## EXERCISES TO COMPLETE
1) Decide whether each statement agrees with the battery storage discussion, answering yes or no and quoting the words of the discussion that settle it: (a) the documentation advises storing the battery fully charged; (b) the ideal storage temperature given is between 50º and 80ºF; (c) the final reply calls the no-load voltage a good predictor of battery health.
2) Which manual page does the battery storage discussion cite for its storage advice?

## PROVIDED TEXT

▬▬▬▬▬▬▬▬▬▬

Andy says it both when prone and supine! Bryan: At what voltage have you been keeping the batteries stored when you are not using them? If you have been storing them fully charged (or overdischarging them), I'm afraid the battery may indeed be an ex-battery, joined the choir eternal, gone to meet its maker, etc. (Monty Python fans will understand. ) One often overlooked paragraph in the MōVI documentation is: If a battery will not be used for more than one week, it is recommendedthat the battery is stored with a voltage of approximately 3.8V per cell. Do not store the battery fully charged. Store the battery at room temperature in a cool or shaded area (ideally between 50º-80ºF/10º-26ºC).See MōVI M10 manual page 01-P1 (emphasis added). Andy.
Thanks guys. Yes perhaps they are near dead batteries after all. I do try to store lipos at proper storage capacity (though not always practical). I was under the impression that when a battery was dead it would read very low like 3.3. Since mine were reading 3.9 or 3.95 I thought that meant my battery was good, but apparently that's not the case.
Hi Bryan: Sadly no, the "no load" voltage is not a good predictor of the health of a battery -- at least not in my limited experience. Watching how the voltage declines under load is probably the best (certainly the most empirical) way to see what the battery's like. Andy.

▬▬▬▬▬▬▬▬▬▬

## EXERCISE DATA

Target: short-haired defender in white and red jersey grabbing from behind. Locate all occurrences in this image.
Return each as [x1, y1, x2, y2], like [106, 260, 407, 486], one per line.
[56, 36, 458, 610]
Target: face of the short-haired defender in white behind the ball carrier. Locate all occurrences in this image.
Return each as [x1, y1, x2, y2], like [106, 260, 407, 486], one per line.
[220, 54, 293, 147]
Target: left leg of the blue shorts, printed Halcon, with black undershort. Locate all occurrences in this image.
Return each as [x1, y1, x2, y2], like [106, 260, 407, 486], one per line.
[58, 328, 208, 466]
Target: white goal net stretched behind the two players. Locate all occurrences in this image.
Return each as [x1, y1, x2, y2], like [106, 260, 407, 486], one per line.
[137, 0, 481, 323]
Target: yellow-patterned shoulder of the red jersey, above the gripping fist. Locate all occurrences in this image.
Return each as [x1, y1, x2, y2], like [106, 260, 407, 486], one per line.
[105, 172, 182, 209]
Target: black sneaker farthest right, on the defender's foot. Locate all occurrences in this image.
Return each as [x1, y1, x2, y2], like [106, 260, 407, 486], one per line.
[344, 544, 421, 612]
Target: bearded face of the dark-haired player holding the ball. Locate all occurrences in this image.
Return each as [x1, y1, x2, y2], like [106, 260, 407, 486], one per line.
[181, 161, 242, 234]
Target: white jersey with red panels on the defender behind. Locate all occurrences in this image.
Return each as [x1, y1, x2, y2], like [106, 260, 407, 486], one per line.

▬▬▬▬▬▬▬▬▬▬

## YOUR RESPONSES
1)
(a) No: "Do not store the battery fully charged."
(b) Yes: "ideally between 50º-80ºF/10º-26ºC"
(c) No: "the "no load" voltage is not a good predictor of the health of a battery"

2) MōVI M10 manual page 01-P1.